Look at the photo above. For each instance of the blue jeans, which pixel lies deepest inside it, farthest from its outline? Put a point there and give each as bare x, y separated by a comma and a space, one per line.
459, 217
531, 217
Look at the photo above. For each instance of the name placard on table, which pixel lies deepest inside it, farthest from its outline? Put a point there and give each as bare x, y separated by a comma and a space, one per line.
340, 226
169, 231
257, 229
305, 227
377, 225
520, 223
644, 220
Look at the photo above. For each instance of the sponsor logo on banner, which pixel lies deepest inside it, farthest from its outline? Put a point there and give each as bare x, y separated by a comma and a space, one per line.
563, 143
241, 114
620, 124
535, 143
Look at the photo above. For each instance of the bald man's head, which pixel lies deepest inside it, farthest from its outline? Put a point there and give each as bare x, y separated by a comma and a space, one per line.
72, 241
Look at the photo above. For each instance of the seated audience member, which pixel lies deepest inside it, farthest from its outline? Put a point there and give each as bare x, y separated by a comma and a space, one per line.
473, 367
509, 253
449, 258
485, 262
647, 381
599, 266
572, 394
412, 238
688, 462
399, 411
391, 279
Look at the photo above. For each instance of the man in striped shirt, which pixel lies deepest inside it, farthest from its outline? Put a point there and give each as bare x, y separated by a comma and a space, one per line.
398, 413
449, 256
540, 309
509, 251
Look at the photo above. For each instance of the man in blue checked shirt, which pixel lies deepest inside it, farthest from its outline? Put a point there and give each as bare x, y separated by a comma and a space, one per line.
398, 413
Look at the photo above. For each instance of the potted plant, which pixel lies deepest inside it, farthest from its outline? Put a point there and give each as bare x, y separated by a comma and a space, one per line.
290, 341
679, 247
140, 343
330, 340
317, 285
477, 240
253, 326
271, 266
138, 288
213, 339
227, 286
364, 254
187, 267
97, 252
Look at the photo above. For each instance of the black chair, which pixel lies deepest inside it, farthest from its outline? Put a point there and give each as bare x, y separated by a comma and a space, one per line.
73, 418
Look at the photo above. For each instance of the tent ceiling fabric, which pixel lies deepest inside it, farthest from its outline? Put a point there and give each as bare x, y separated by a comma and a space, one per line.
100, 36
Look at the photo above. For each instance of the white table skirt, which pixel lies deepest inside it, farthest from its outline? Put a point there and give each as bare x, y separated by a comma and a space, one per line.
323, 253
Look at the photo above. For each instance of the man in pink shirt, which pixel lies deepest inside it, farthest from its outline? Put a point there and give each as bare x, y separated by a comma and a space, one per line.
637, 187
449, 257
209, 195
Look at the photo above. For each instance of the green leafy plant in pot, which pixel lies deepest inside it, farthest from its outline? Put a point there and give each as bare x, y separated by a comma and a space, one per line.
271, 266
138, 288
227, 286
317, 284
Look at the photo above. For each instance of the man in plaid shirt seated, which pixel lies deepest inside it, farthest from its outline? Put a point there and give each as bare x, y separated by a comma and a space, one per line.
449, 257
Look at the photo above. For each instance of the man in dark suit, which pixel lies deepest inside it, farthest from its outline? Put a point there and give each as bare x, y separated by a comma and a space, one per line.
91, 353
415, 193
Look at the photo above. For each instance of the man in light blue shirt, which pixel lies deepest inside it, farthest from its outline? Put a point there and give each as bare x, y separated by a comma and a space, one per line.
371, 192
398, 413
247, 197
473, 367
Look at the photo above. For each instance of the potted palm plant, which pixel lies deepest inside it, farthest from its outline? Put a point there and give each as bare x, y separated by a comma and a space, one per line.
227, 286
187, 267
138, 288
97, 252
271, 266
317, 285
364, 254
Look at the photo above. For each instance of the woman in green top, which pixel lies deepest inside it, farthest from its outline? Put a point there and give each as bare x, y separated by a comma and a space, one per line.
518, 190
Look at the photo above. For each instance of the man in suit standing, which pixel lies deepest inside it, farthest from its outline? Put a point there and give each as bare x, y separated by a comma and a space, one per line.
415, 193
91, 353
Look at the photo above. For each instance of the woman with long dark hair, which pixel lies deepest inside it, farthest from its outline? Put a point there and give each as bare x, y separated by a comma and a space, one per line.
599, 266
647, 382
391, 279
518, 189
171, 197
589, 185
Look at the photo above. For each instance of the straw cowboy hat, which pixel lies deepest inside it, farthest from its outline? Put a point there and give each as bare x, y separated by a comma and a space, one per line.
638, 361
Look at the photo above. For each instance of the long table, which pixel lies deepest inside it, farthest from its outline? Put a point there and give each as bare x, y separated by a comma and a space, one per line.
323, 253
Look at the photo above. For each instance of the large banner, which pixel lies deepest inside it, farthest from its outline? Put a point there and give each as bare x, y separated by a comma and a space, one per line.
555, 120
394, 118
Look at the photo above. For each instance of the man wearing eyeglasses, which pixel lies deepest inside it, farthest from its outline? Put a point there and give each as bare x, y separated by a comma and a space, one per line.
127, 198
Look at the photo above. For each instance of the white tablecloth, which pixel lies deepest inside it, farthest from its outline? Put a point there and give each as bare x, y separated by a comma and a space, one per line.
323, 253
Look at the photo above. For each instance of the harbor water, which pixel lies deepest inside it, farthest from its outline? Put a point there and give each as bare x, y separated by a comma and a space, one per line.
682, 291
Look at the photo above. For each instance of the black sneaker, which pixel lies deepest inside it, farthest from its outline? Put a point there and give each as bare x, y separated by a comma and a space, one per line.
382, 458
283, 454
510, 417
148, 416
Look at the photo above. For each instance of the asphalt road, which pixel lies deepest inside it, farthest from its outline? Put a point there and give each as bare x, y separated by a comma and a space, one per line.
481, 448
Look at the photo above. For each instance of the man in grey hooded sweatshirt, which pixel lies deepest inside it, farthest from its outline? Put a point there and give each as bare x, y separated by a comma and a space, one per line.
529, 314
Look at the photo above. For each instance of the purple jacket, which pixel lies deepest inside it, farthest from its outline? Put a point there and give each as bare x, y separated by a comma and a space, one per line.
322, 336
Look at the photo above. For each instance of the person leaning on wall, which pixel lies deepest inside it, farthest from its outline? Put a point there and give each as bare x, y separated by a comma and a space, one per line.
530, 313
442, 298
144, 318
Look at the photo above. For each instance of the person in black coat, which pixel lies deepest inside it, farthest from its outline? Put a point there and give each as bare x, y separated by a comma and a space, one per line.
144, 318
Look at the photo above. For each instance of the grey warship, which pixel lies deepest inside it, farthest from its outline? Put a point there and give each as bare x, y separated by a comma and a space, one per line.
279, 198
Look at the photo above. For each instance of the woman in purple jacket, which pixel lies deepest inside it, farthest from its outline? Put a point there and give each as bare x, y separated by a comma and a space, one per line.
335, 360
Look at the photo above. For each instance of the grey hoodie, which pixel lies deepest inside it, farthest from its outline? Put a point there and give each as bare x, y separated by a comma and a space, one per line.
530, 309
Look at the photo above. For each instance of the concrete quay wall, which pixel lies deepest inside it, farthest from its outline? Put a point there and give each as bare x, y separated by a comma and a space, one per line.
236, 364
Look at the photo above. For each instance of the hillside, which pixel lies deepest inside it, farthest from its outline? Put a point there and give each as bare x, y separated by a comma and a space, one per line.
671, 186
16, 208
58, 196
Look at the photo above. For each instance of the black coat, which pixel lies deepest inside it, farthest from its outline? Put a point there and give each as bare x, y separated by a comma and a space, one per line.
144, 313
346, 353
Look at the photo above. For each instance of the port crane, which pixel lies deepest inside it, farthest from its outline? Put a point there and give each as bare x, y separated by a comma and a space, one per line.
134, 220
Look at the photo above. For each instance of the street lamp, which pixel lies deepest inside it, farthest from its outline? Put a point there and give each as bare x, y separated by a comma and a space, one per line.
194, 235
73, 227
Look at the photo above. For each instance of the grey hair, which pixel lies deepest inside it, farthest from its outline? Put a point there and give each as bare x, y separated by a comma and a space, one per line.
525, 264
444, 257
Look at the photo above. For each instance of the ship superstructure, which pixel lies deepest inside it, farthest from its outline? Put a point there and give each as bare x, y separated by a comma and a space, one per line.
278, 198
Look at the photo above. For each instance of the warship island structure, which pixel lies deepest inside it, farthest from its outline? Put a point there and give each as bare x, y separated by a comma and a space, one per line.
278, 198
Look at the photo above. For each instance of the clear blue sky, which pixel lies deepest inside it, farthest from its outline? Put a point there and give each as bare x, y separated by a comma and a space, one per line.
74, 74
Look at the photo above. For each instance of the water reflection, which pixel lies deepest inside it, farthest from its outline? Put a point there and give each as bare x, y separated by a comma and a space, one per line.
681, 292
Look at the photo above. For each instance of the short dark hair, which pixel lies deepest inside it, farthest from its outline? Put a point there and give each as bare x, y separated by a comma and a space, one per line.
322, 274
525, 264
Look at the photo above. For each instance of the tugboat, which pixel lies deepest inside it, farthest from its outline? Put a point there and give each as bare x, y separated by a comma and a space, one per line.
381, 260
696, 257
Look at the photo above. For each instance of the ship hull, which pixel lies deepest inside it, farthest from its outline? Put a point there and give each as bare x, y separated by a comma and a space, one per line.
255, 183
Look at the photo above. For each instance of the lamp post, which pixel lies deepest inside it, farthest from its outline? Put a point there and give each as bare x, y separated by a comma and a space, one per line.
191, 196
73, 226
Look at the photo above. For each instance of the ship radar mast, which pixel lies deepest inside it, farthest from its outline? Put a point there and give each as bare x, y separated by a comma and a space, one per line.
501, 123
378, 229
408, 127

What you will do: Find the line containing "Look at the photo above. For each instance of the lamp" in the data above. Please transcribe it and every line after it, exactly.

Reply to the task:
Look at the photo above. For each instance of the lamp post, which pixel lies deepest inside it, farthest from its outline? Put a point there and give each as bare x, y separated by a comma and a space, one per line.
191, 196
73, 226
Look at the photo above. For each instance of the ship radar mast, which pixel lies deepest inside it, farthest from its outline? Put a point there and give each as bare x, y separated by a comma and a space, one per line.
501, 123
378, 229
408, 127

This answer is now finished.